[Items listed in a dataset]
--------------------------------------------------
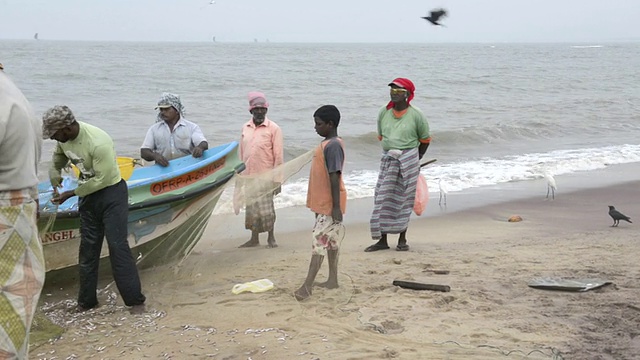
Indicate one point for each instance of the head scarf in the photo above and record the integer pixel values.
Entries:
(169, 99)
(56, 118)
(257, 99)
(405, 84)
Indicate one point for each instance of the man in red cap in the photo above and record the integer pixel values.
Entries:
(404, 133)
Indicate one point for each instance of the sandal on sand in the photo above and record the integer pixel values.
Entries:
(402, 247)
(376, 247)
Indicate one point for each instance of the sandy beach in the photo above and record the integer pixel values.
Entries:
(490, 312)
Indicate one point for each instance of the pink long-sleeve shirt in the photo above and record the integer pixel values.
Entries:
(261, 147)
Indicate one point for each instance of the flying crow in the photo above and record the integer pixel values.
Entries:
(435, 15)
(617, 216)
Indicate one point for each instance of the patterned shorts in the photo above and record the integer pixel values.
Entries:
(327, 235)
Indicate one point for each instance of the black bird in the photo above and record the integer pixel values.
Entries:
(617, 216)
(435, 15)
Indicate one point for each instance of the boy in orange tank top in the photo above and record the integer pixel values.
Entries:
(327, 198)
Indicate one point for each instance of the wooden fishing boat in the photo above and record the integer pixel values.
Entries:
(169, 208)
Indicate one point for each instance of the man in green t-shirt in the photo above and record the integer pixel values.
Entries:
(403, 132)
(103, 203)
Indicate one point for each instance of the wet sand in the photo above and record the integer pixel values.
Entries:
(489, 313)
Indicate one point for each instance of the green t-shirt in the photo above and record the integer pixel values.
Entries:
(93, 154)
(403, 133)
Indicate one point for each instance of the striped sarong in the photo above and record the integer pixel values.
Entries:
(395, 193)
(261, 214)
(21, 270)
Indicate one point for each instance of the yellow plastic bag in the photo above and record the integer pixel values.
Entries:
(126, 165)
(256, 286)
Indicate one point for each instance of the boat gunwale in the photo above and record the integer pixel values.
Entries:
(172, 198)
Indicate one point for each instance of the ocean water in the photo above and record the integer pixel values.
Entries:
(498, 113)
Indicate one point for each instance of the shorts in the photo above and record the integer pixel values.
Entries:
(327, 235)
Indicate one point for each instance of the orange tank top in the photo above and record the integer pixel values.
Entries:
(319, 198)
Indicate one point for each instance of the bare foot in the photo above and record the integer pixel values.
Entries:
(250, 243)
(328, 285)
(303, 293)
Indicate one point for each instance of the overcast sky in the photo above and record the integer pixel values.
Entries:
(321, 20)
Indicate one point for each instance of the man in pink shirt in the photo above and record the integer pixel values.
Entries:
(261, 149)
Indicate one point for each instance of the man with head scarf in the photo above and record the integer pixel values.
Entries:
(261, 149)
(172, 136)
(404, 133)
(103, 203)
(22, 265)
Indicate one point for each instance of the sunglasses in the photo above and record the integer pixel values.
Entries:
(397, 91)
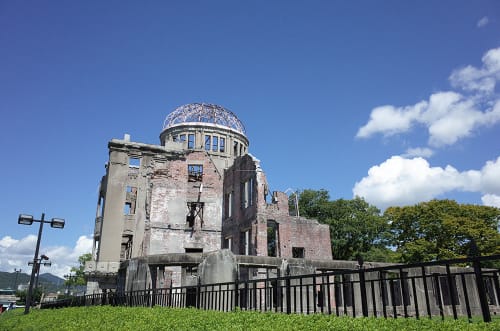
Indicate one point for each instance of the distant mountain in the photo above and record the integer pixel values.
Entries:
(50, 278)
(46, 280)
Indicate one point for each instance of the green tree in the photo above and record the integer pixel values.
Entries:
(442, 229)
(78, 274)
(356, 227)
(35, 296)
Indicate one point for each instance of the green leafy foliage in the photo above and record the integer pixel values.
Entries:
(157, 318)
(356, 227)
(442, 229)
(78, 277)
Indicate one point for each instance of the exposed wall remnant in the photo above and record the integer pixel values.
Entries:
(196, 192)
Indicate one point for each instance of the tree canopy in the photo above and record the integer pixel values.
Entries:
(434, 230)
(442, 229)
(356, 227)
(78, 278)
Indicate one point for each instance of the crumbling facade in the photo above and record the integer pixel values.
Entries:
(197, 192)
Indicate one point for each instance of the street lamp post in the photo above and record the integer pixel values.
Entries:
(39, 263)
(24, 219)
(69, 280)
(17, 274)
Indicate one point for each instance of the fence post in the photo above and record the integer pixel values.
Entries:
(362, 286)
(481, 290)
(236, 292)
(170, 304)
(288, 295)
(198, 293)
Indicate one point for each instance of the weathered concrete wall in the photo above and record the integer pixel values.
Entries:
(313, 237)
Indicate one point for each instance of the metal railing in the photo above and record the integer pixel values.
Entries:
(458, 288)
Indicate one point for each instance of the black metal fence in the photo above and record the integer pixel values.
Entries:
(467, 288)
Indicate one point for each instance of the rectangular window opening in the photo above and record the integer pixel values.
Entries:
(191, 141)
(195, 172)
(227, 243)
(222, 145)
(245, 242)
(272, 238)
(298, 252)
(127, 208)
(235, 148)
(228, 205)
(195, 212)
(134, 162)
(207, 143)
(215, 143)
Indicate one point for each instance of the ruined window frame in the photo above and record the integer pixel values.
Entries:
(195, 211)
(228, 243)
(228, 205)
(134, 161)
(245, 242)
(272, 234)
(246, 193)
(298, 252)
(215, 143)
(195, 172)
(222, 144)
(191, 141)
(208, 142)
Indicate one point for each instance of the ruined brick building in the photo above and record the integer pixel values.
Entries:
(198, 191)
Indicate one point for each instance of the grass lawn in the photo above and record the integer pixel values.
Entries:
(158, 318)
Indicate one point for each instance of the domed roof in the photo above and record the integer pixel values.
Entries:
(204, 113)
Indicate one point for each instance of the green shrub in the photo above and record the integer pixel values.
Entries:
(158, 318)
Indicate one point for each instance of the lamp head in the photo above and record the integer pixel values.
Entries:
--------------------------------------------------
Activity:
The reply should hold every entry above, given again exactly, but not a single picture.

Exercise response:
Indicate one point for each instance of the head scarf in the photo above and record the integer pixel values.
Entries:
(169, 99)
(56, 118)
(257, 99)
(405, 84)
Indicate one point for each instance of the man in red cap in the photo above and record the integer pixel values.
Entries:
(404, 133)
Indicate one point for each instance of the sandal on sand in the photo above and record the integer pixel values.
Entries:
(402, 247)
(376, 247)
Indicate one point for each instance of the sandy beach in the photo above and record the integer pixel values.
Entries:
(490, 312)
Indicate one point for each instance of the pink long-sleeve shirt in the photo above and record the integer pixel values.
Entries:
(261, 147)
Indicate one point for each instance of the flying crow in the photo above and record the integer pixel values.
Entries:
(435, 15)
(617, 216)
Indicate one point for each instance of the patterned shorts in the photo above and record the integer pixel values.
Entries:
(327, 235)
Indicate one point for each instance of the black bird in the photo above and record the integer pixel values.
Entries:
(617, 216)
(435, 15)
Indicate one point for each instance of the boy in orange tank top in the photo above and record the integer pixel values.
Entries:
(327, 198)
Indicate one point for each instance of the wooden fishing boat in the photo above and record the integer pixel values.
Entries:
(169, 208)
Indicate one point for each instance of the man in green t-shirt in the photo above and record the integer pixel values.
Entries:
(403, 132)
(103, 203)
Indicate one point for each instance of the wet sand in the photo above and record the integer pixel values.
Entries:
(489, 313)
Indicate one point for each instance of the green t-shirt in the photo above and record the integer pixel values.
Entries:
(93, 154)
(403, 133)
Indicate one point for each instance of the striped sarong in the photo above and record the integer pixel values.
Entries:
(395, 193)
(261, 214)
(21, 270)
Indicate one point for each instance of the yellow plastic bag in the photo above and record the integer pixel values.
Entries:
(126, 165)
(256, 286)
Indicate one point for each instance of the boat gunwale in the photo above and record the integer pixel values.
Entries:
(172, 198)
Indicate one point for each instance of the ocean water in the photo above and record the integer pixel values.
Entries:
(498, 113)
Indicate one point for each instance of the shorts in the photo above and record the integer pixel values.
Entries:
(327, 235)
Indicate one point for each instance of the orange tank top in the photo above and record the integer pixel values.
Entries:
(319, 198)
Indicate one point for each instance of the bare foot in the photo above and record the integer pixel values.
Entries:
(250, 243)
(328, 285)
(303, 293)
Indicate one point for each instance of the overcast sky in the photo above and record the integer pixel values.
Entries:
(321, 20)
Indicate one point for each instance of the man in pink shirt in the photo above and record the integer pixel values.
Entries:
(261, 149)
Indicate one point for each instance of the man with head scarf in the photo above and record the integer pixel values.
Entries:
(261, 149)
(172, 136)
(404, 133)
(103, 203)
(22, 265)
Indicate one point for each instance of the sunglasses in the photo above and record the integer pixel values.
Entries:
(397, 91)
Indicate one point for each instance of the distant mountain in the photo above and record the integer pixel values.
Entries:
(50, 278)
(46, 280)
Indicate one point for each instance of the green tree in the photo above and record the integer pixel values.
Entries:
(442, 229)
(78, 274)
(356, 227)
(35, 296)
Indicate one point for each instance of the green leafy foliage in the photo above and record the integer pixel values.
Entries:
(157, 318)
(356, 227)
(442, 229)
(78, 277)
Indicate one point for each instance of the exposed wall remnant in the photo above and record the integer pixel values.
Entries:
(196, 192)
Indicate one point for each instance of the tree canopy in the photo above and record the integer pixel values.
Entries:
(434, 230)
(442, 229)
(356, 227)
(78, 278)
Indicate one point for each instance of the crumbling facade in the photo above and record the integer pixel values.
Entries:
(197, 192)
Indicate one point for each instance of the street lamp post in the photo above and record the integer pixel values.
Entries:
(39, 263)
(24, 219)
(69, 280)
(17, 274)
Indicate one point for each instance of the fence post in the photo above and record the integer pixel values.
Entries:
(362, 286)
(481, 290)
(236, 292)
(170, 304)
(288, 295)
(198, 293)
Indicate one point for each instance of the weathered concrete wall in the photo above and record the integer pixel values.
Entries:
(313, 237)
Indicate one point for each instance of the metal railing in the photo above and record the integer pixel values.
Entries:
(458, 288)
Indicate one point for each instance of the black metal fence in the photo above and record the integer pixel values.
Entries:
(467, 288)
Indicate one point for each instance of the rectangular window opening in the photo above and record the integer pixel values.
Entries:
(191, 141)
(195, 172)
(227, 243)
(222, 145)
(245, 242)
(272, 238)
(298, 252)
(127, 208)
(235, 148)
(228, 205)
(195, 212)
(134, 162)
(207, 143)
(215, 143)
Indicate one point for each instance of the ruined window frame in the photo above and record the integer pixel values.
Entries:
(195, 211)
(228, 243)
(228, 205)
(134, 161)
(245, 242)
(272, 234)
(246, 193)
(298, 252)
(215, 143)
(195, 172)
(222, 144)
(191, 141)
(208, 142)
Indicate one point for each instance of the ruined brick building in the photo above and record the integer pixel values.
Entries:
(198, 191)
Indicate one point for each instance of the grass lawn in the photo above and record the integer pixel values.
Entries:
(158, 318)
Indicate one point for each instance of the domed roof in the photo above and record the integer pixel values.
Entries:
(204, 113)
Indicate one point for each instance of the green shrub in the photo above and record the integer pixel values.
Entries:
(158, 318)
Indicate one point for each instance of the lamp head in the photo above and record the integer pixel values.
Entries:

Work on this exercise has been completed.